| ABOUT THIS EXERCISE |
An exact transcript is needed of the material below, beginning at the line that contains "Would you be able to point at the white cloud" and continuing through its last line; nothing else should appear.

---

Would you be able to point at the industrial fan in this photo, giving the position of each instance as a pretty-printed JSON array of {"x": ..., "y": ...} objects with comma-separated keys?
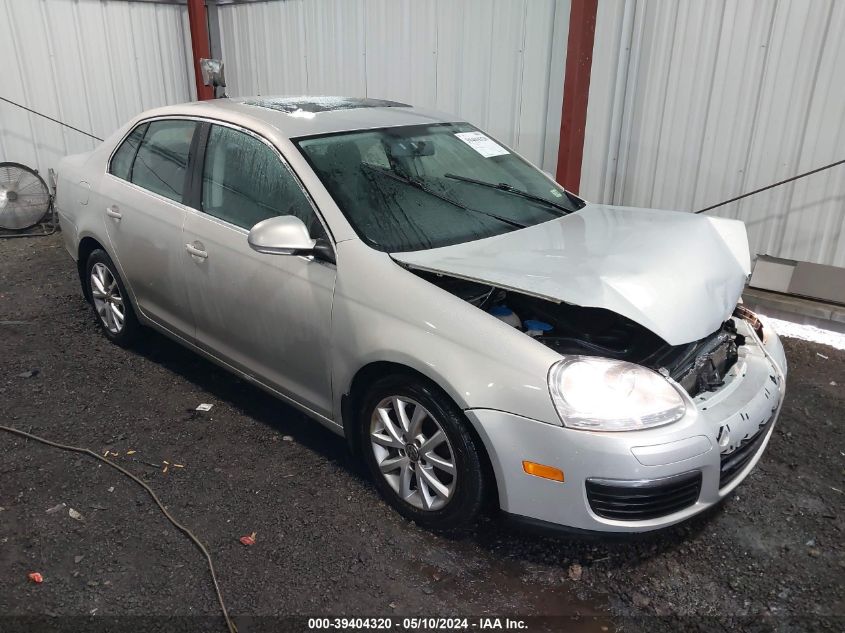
[{"x": 24, "y": 197}]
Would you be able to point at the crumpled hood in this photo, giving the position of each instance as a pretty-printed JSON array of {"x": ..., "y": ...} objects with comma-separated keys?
[{"x": 678, "y": 274}]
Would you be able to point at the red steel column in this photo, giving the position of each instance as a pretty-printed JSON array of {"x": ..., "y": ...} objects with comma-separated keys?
[
  {"x": 576, "y": 90},
  {"x": 198, "y": 19}
]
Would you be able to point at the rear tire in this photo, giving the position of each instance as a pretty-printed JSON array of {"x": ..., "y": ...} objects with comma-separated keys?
[
  {"x": 420, "y": 453},
  {"x": 112, "y": 306}
]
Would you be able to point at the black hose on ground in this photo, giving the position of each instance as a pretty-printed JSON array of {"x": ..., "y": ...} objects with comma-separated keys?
[{"x": 76, "y": 449}]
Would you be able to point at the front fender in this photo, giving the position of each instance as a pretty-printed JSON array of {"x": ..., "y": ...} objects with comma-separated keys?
[{"x": 383, "y": 312}]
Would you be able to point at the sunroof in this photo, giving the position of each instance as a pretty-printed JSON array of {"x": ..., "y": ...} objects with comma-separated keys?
[{"x": 291, "y": 105}]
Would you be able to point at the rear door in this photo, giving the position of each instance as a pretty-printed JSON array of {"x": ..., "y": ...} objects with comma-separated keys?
[
  {"x": 268, "y": 315},
  {"x": 143, "y": 196}
]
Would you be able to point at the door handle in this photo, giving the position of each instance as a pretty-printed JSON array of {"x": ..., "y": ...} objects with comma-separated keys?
[{"x": 196, "y": 252}]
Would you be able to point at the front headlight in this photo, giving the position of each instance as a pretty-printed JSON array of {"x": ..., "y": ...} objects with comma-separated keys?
[{"x": 600, "y": 394}]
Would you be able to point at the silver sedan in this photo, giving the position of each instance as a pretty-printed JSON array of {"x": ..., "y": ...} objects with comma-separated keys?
[{"x": 473, "y": 329}]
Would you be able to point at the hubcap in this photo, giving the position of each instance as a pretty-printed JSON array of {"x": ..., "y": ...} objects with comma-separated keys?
[
  {"x": 107, "y": 298},
  {"x": 413, "y": 453}
]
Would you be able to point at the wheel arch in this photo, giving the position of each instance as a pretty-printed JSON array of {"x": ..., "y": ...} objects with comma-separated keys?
[
  {"x": 87, "y": 245},
  {"x": 366, "y": 375}
]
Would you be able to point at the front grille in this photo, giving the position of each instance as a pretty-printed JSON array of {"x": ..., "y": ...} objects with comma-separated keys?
[
  {"x": 733, "y": 463},
  {"x": 645, "y": 499}
]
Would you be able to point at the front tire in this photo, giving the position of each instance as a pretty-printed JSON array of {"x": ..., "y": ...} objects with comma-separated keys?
[
  {"x": 420, "y": 453},
  {"x": 111, "y": 303}
]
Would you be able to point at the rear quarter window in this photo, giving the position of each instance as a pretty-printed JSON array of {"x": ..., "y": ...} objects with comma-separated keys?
[
  {"x": 121, "y": 162},
  {"x": 162, "y": 158}
]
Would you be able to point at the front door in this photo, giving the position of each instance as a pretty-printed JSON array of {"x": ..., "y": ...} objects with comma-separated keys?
[
  {"x": 268, "y": 315},
  {"x": 143, "y": 213}
]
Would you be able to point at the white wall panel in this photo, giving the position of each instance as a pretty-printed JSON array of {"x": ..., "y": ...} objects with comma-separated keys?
[
  {"x": 497, "y": 63},
  {"x": 696, "y": 101},
  {"x": 90, "y": 63}
]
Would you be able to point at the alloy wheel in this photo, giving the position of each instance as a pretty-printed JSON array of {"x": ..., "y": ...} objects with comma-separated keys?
[
  {"x": 108, "y": 302},
  {"x": 413, "y": 453}
]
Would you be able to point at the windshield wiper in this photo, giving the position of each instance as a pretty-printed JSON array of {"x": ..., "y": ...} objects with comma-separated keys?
[
  {"x": 503, "y": 186},
  {"x": 418, "y": 184}
]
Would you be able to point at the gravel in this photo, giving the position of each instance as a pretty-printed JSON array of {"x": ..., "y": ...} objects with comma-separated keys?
[{"x": 770, "y": 558}]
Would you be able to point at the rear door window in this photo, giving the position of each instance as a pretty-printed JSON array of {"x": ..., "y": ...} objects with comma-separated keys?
[{"x": 162, "y": 159}]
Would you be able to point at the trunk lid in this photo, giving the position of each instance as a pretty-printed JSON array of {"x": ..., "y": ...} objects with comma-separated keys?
[{"x": 678, "y": 274}]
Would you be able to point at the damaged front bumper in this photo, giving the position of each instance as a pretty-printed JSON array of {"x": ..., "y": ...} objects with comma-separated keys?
[{"x": 642, "y": 480}]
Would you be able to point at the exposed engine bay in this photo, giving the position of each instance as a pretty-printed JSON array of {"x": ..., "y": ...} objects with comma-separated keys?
[{"x": 568, "y": 329}]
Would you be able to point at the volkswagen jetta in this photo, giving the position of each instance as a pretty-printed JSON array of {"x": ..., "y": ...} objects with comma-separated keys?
[{"x": 472, "y": 328}]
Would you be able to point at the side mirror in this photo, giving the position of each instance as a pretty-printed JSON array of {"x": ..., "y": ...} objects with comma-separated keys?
[{"x": 281, "y": 235}]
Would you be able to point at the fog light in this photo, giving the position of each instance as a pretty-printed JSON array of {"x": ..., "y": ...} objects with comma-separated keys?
[{"x": 541, "y": 470}]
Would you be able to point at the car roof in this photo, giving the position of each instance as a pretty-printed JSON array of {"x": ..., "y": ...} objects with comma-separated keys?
[{"x": 308, "y": 115}]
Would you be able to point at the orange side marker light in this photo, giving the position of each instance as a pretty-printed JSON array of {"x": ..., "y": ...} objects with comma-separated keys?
[{"x": 543, "y": 471}]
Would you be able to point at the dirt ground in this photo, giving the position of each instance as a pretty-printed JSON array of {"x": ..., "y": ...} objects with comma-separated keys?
[{"x": 770, "y": 558}]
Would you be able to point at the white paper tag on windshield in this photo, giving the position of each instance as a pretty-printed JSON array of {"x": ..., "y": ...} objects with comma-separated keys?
[{"x": 482, "y": 144}]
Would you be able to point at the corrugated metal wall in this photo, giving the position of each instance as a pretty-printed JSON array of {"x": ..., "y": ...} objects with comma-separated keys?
[
  {"x": 498, "y": 63},
  {"x": 694, "y": 102},
  {"x": 91, "y": 63}
]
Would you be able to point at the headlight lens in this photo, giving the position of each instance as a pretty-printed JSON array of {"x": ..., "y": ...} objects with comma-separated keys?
[{"x": 600, "y": 394}]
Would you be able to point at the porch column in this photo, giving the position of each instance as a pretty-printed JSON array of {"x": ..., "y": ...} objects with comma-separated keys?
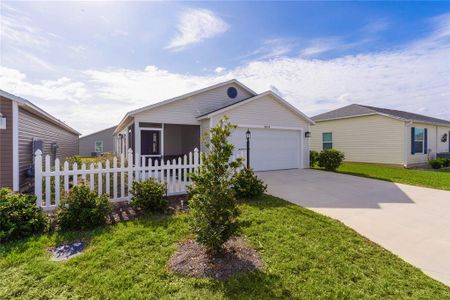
[{"x": 137, "y": 144}]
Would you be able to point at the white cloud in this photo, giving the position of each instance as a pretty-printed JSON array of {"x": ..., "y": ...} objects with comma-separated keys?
[
  {"x": 272, "y": 48},
  {"x": 412, "y": 78},
  {"x": 196, "y": 25},
  {"x": 219, "y": 70}
]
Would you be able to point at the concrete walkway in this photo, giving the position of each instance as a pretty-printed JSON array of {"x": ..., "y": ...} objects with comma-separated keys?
[{"x": 412, "y": 222}]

---

| TASK RESULT |
Would you be able to point at the white cloud in this photo, giving the position of each instance as a pretty-printed JSON array of {"x": ..., "y": ...} objects with comma-separated keys?
[
  {"x": 272, "y": 48},
  {"x": 412, "y": 78},
  {"x": 196, "y": 25},
  {"x": 219, "y": 70}
]
Would you be able to point at the concrete walkway in this photo, giving the position of each instance as a pretty-printed JSON array of {"x": ..., "y": ...} objects with comma-separated keys?
[{"x": 412, "y": 222}]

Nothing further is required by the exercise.